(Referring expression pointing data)
=== Begin Enclosure ===

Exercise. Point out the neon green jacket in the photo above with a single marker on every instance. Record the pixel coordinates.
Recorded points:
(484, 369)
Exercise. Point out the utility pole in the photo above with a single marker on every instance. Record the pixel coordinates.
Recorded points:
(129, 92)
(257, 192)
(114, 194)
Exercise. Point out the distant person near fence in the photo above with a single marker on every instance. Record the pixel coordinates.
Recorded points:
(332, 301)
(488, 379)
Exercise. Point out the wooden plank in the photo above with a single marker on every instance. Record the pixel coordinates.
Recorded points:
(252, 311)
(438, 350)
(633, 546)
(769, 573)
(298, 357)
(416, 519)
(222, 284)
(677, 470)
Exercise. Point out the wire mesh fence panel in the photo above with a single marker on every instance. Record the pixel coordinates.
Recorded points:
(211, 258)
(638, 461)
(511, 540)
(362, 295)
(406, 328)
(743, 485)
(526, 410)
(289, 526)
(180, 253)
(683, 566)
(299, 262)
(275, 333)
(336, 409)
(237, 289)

=== End Enclosure ===

Repeat the records exactly, including every line.

> **Expected answer**:
Exercise. Point out the neon green jacket in the photo above with a single marker on every instance. Record the pixel coordinates.
Recorded points:
(484, 369)
Exercise. Point out the utility pole in the photo above with a single marker on every instance. Record the pixel coordinates.
Recorded points:
(129, 92)
(257, 192)
(114, 194)
Exercise. Point out the distant person near fence in the photo above with a single marker on every instance. Record the pixel coordinates.
Recorded points:
(332, 301)
(488, 379)
Exercise. Point out the wooden plank in the photo above with a single marker on every instance. Record the pixel coordinates.
Recorded points:
(252, 311)
(438, 350)
(633, 546)
(769, 573)
(298, 357)
(416, 519)
(222, 284)
(677, 470)
Exercise. Point out the wire mesh fence panel in the photo above with a single marker on every instance. Record the pixel coordinates.
Recorded points:
(211, 258)
(638, 461)
(511, 540)
(362, 295)
(406, 328)
(743, 485)
(526, 410)
(289, 526)
(180, 253)
(683, 566)
(299, 262)
(275, 333)
(336, 409)
(237, 289)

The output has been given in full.